▶ _WORK ORDER_:
Rewrite the article on S.B. 49 from "Ahead of the" to "has been similar.", but switch "OCS" to "Orange County Schools".

▶ _SELECTED EXCERPT_:
--- START ---

Carolyn Halpern, a UNC-Chapel Hill professor and chair of the department of maternal and child health at Gillings School of Global Public Health, said evidence does not support the law’s suggestion that conversations about gender and sexuality are not “age-appropriate” for young children.
“There are studies that have looked at young kids in that age range, and how they respond to gender conversations,” she said. “And the evidence is positive — it’s that they understand it, that it broadens their understanding of people and gender roles and so forth.
“It has to be obviously age-appropriate and developmentally appropriate. But still, it’s possible to do it well, and to be effective in a positive way. And I don’t know of any studies that show any harm from those kinds of programs.”
For Halpern, this “murky” policy language results from a lack of knowledge on the subject matter.
“I guess what’s frustrating is that policy gets passed without the proper homework to understand what the evidence actually is,” she said. “I mean, most of the legislature are not educators, you know, they’re not specialists in developmental health or sexuality.”
Both districts are reviewing the legislation to ensure they are in compliance with the law before their state-wide deadline in January.
With the law passing just as the 2023-2024 school year started, Orange County Schools’ director of student engagement Jessica Dreher said the process of review has been like “building the plane as you fly.”
“We can’t pause school, then figure (S.B. 49) out and then implement it,” she said. “We have to keep moving as we make these changes.”
Ahead of the state’s final implementation deadline, Dreher said the decision to pause Safe Touch was not taken lightly at OCS. “Because we are not at the point yet where we’re at full implementation of that law, it was the best decision to pause, just until we can get full guidance and a full green light on moving forward in some of our programs,” she said.
According to Chief Communications Officer Andy Jenks, the process of review within Chapel Hill-Carrboro City Schools has been similar.
What’s Next?
The complications created by S.B. 49 have resulted in a “huge barrier” for access to Safe Touch’s prevention and intervention resources, Mavrogenis said.
“I think that what’s really difficult about this news is that there’s children who we would have been able to reach that I don’t know if we’ll be able to reach,” she said. “It’s difficult to stomach.”
The Center for Disease Control reports that many children wait to report, or never report their abuse. Even more, 91 percent of child sexual abuse is perpetrated by someone known and trusted by the child or the child’s family. As a result, the abuse is particularly difficult to detect and address.

--- END ---

▶ _LISTED ENTRIES_:

--- START ---

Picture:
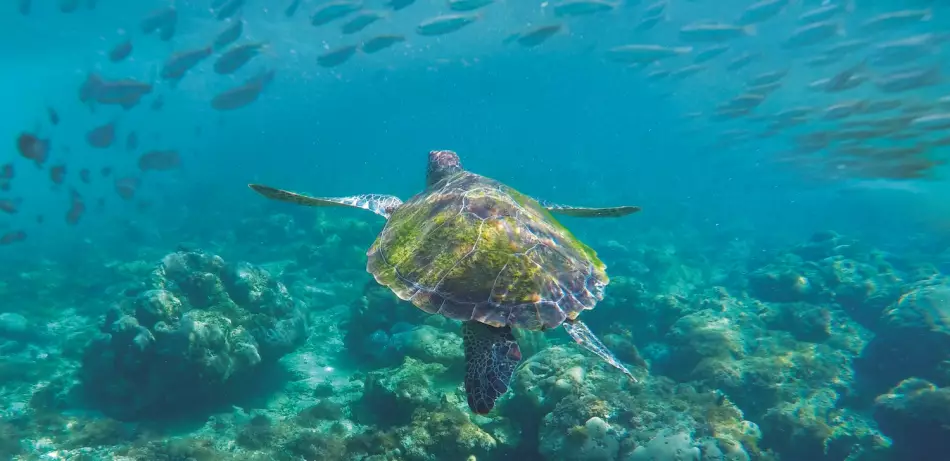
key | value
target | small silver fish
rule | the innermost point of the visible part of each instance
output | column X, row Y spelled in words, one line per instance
column 649, row 22
column 582, row 7
column 331, row 11
column 237, row 57
column 896, row 20
column 229, row 9
column 710, row 53
column 713, row 32
column 812, row 34
column 643, row 54
column 761, row 11
column 229, row 35
column 336, row 56
column 292, row 8
column 537, row 35
column 468, row 5
column 381, row 42
column 741, row 61
column 361, row 21
column 441, row 25
column 121, row 51
column 823, row 13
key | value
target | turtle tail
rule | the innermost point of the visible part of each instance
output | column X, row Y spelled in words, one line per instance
column 491, row 356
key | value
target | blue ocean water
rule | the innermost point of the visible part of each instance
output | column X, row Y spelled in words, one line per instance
column 774, row 300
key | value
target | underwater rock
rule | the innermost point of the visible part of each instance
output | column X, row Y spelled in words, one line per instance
column 916, row 416
column 593, row 440
column 391, row 396
column 806, row 322
column 374, row 318
column 667, row 447
column 702, row 337
column 200, row 327
column 16, row 327
column 431, row 345
column 913, row 338
column 788, row 279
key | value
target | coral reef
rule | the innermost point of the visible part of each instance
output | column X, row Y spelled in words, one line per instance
column 199, row 325
column 916, row 415
column 826, row 350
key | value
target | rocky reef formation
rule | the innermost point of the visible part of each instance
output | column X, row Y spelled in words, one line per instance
column 826, row 351
column 194, row 328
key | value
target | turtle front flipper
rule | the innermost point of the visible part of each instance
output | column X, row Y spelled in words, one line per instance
column 585, row 212
column 491, row 356
column 382, row 205
column 583, row 336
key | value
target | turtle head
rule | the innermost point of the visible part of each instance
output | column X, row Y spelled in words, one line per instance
column 442, row 163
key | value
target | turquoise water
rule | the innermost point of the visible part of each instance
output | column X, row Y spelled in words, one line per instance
column 774, row 300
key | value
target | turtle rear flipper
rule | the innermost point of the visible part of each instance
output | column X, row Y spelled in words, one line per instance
column 491, row 356
column 586, row 212
column 382, row 205
column 583, row 336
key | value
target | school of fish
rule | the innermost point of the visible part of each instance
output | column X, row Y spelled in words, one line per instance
column 873, row 78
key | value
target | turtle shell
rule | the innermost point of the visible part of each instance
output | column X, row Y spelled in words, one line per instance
column 471, row 248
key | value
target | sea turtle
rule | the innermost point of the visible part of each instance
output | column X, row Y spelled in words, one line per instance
column 473, row 249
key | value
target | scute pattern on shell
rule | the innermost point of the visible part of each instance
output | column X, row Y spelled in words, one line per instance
column 471, row 248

--- END ---

▶ _SOLVED EXERCISE_:
Ahead of the state’s final implementation deadline, Dreher said the decision to pause Safe Touch was not taken lightly at Orange County Schools. “Because we are not at the point yet where we’re at full implementation of that law, it was the best decision to pause, just until we can get full guidance and a full green light on moving forward in some of our programs,” she said.
According to Chief Communications Officer Andy Jenks, the process of review within Chapel Hill-Carrboro City Schools has been similar.